Location identification items:
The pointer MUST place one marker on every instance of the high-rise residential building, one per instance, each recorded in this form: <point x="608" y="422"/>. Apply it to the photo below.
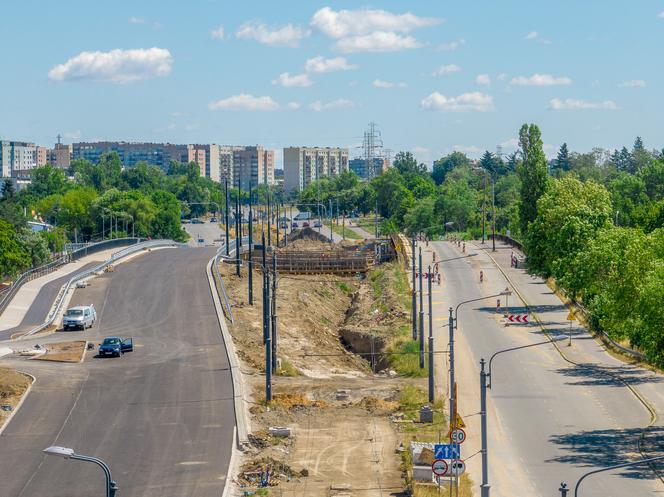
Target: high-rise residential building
<point x="368" y="170"/>
<point x="252" y="163"/>
<point x="41" y="156"/>
<point x="60" y="156"/>
<point x="302" y="165"/>
<point x="157" y="154"/>
<point x="17" y="158"/>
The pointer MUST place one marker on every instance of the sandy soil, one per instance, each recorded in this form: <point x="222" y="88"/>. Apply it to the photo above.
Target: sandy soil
<point x="63" y="351"/>
<point x="12" y="387"/>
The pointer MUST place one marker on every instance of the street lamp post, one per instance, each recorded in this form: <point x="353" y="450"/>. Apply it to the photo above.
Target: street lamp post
<point x="68" y="453"/>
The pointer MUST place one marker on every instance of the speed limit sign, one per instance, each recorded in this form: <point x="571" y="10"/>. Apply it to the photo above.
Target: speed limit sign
<point x="439" y="467"/>
<point x="457" y="436"/>
<point x="457" y="467"/>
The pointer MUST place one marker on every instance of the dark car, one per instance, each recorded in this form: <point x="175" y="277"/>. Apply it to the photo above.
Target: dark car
<point x="115" y="346"/>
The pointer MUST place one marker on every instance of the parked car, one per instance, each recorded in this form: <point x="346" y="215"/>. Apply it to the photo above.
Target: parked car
<point x="115" y="346"/>
<point x="82" y="316"/>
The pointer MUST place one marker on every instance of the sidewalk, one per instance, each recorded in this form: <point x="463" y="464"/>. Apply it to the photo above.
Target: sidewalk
<point x="18" y="309"/>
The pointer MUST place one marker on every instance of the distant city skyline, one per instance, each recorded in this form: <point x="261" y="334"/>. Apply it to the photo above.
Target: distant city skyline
<point x="434" y="77"/>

§ Work to do: Convert all of the rows above into a two-column CSV with the headers request_text and answer. Give one line per row, with the row's text and its answer each in a single quoted field, line breaks replaced by spaces, and the pictures omitted.

§ Complete response:
request_text,answer
"The pointer MUST place one marker on every instance of the high-rise residential building, one per instance, each recorded in this form: <point x=""608"" y=""422""/>. Apply it to the photo below. Target: high-rise residential building","<point x=""368"" y=""170""/> <point x=""252"" y=""163""/> <point x=""41"" y=""156""/> <point x=""60"" y=""156""/> <point x=""302"" y=""165""/> <point x=""157"" y=""154""/> <point x=""17"" y=""158""/>"
"The pointer MUST place one marker on every instance of the sandy soil, one per instance, each recorded in this form: <point x=""222"" y=""88""/>. Apply it to the photo above. Target: sandy soil","<point x=""63"" y=""351""/> <point x=""12"" y=""387""/>"
"The pointer MUST place one marker on every instance of the street lamp post, one per instance, each recorded in this form: <point x=""353"" y=""450""/>. Apply it to the photo above. Target: street lamp post","<point x=""68"" y=""453""/>"
"The pointer MUST place one marker on every instance of the speed limit sign, one per instance, each recorded in this form: <point x=""571"" y=""10""/>. Apply it to the photo above. Target: speed limit sign","<point x=""439"" y=""467""/> <point x=""457"" y=""436""/> <point x=""457"" y=""467""/>"
"The pointer MUST place one marker on every instance of the dark car, one per instance, each recorded in this form: <point x=""175"" y=""277""/>. Apply it to the photo above. Target: dark car","<point x=""115"" y=""346""/>"
"The pointer MUST place one marker on every instance of the parked car, one per instance, each recorded in this form: <point x=""346"" y=""215""/>. Apply it to the photo above. Target: parked car","<point x=""115"" y=""346""/> <point x=""82"" y=""316""/>"
"The pointer MUST place one marker on every instance of the sidewalk, one per instance, each recorded in this form: <point x=""463"" y=""464""/>. Apply it to the photo above. Target: sidewalk","<point x=""18"" y=""309""/>"
"The pointer MUST place one marker on every instance of the distant city skyline, one per instance, each recorded in this form: <point x=""261"" y=""334""/>. Apply it to the photo above. Target: distant city skyline","<point x=""434"" y=""77""/>"